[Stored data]
· · ·
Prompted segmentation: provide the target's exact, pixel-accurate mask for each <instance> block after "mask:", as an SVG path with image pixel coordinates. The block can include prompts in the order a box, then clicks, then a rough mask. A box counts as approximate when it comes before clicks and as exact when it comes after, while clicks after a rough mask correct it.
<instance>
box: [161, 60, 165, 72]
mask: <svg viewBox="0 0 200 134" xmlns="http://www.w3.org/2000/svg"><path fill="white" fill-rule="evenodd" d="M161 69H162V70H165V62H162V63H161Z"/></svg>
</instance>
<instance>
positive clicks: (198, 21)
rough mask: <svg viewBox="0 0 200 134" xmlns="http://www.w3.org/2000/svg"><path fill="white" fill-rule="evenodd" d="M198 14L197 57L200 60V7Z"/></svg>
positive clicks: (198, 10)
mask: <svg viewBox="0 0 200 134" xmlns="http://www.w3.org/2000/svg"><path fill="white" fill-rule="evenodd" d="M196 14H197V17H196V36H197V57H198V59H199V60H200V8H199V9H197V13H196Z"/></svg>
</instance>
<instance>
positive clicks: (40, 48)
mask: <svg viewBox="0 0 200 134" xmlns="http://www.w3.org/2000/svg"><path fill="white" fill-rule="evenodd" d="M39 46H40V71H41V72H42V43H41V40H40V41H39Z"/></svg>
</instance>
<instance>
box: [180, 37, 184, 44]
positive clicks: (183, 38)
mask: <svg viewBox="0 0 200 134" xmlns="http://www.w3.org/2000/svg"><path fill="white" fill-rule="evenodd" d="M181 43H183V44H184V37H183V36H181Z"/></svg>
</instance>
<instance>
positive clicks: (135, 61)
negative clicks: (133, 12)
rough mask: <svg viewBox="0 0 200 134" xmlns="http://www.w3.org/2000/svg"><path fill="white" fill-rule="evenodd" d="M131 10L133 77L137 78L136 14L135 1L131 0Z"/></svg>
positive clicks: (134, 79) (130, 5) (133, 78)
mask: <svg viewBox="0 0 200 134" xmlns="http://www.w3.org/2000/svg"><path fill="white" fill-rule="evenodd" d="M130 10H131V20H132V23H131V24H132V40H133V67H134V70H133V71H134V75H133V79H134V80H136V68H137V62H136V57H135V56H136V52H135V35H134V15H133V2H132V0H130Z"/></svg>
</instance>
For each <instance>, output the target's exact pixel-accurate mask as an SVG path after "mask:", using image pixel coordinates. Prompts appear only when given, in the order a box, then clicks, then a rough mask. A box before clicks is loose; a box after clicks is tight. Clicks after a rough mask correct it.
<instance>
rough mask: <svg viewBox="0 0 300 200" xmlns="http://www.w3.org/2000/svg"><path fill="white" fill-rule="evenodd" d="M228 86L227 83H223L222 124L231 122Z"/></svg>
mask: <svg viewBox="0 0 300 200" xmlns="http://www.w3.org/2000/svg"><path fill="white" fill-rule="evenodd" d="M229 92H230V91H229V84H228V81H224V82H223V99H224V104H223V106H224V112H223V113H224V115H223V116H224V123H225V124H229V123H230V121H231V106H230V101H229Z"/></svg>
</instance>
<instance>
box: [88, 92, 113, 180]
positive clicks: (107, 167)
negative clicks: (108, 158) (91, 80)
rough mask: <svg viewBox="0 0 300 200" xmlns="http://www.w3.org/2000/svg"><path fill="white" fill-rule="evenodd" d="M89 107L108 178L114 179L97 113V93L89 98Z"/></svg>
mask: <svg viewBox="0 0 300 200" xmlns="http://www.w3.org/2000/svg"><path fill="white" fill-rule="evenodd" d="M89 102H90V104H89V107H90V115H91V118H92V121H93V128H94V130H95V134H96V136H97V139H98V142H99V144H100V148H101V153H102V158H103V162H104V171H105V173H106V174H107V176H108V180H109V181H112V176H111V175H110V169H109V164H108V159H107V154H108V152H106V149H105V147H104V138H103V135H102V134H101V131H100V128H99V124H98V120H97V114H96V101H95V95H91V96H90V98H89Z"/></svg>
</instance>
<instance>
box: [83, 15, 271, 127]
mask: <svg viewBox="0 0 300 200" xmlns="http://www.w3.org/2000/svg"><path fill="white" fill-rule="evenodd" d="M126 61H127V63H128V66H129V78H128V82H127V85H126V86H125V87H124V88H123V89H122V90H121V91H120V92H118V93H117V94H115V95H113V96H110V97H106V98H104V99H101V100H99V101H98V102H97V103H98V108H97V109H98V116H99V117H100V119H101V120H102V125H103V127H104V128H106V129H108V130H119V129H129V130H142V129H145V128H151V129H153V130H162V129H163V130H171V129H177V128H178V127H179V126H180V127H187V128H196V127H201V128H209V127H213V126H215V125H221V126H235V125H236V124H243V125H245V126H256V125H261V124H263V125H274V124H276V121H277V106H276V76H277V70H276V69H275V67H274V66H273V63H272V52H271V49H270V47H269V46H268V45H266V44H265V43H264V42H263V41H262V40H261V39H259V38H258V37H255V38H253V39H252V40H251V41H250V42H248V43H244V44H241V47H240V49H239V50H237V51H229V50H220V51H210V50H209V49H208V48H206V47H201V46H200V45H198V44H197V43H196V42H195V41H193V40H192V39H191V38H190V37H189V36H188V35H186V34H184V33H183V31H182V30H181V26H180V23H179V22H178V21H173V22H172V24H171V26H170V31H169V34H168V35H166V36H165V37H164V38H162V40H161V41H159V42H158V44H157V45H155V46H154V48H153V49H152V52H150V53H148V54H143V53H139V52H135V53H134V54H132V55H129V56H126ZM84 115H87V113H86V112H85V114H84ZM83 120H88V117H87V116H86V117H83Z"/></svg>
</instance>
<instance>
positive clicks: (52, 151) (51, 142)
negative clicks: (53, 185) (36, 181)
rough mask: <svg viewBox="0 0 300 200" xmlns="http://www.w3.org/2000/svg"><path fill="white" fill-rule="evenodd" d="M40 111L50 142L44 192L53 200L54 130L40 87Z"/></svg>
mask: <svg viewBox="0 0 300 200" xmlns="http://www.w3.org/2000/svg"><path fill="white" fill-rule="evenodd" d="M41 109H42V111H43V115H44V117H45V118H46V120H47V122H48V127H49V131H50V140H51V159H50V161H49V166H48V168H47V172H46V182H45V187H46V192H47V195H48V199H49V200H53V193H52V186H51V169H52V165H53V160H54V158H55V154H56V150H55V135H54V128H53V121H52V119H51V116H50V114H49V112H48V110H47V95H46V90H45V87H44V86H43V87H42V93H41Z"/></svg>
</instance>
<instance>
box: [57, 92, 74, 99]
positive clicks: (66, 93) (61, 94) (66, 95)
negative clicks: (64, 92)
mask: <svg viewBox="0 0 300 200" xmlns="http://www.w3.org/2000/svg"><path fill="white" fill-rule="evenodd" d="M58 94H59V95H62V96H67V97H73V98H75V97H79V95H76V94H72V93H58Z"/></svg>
· · ·
#### Brief:
In the entries above, copy each line that contains the string "correct".

#### Answer space:
Prompted segmentation: provide the target's exact, pixel-accurate mask for each <instance> block after "mask:", as an SVG path with image pixel coordinates. The block can include prompts in the order a box, then clicks, then a rough mask. A box counts as approximate when it comes before clicks and as exact when it comes after, while clicks after a rough mask correct it.
For each <instance>, output the target's exact pixel-accurate mask as an SVG path after "mask:", using image pixel coordinates. Prompts appear only when given, in the order a box, then clicks, then a rough mask. A box before clicks is loose; a box after clicks is tight. Clicks after a rough mask correct it.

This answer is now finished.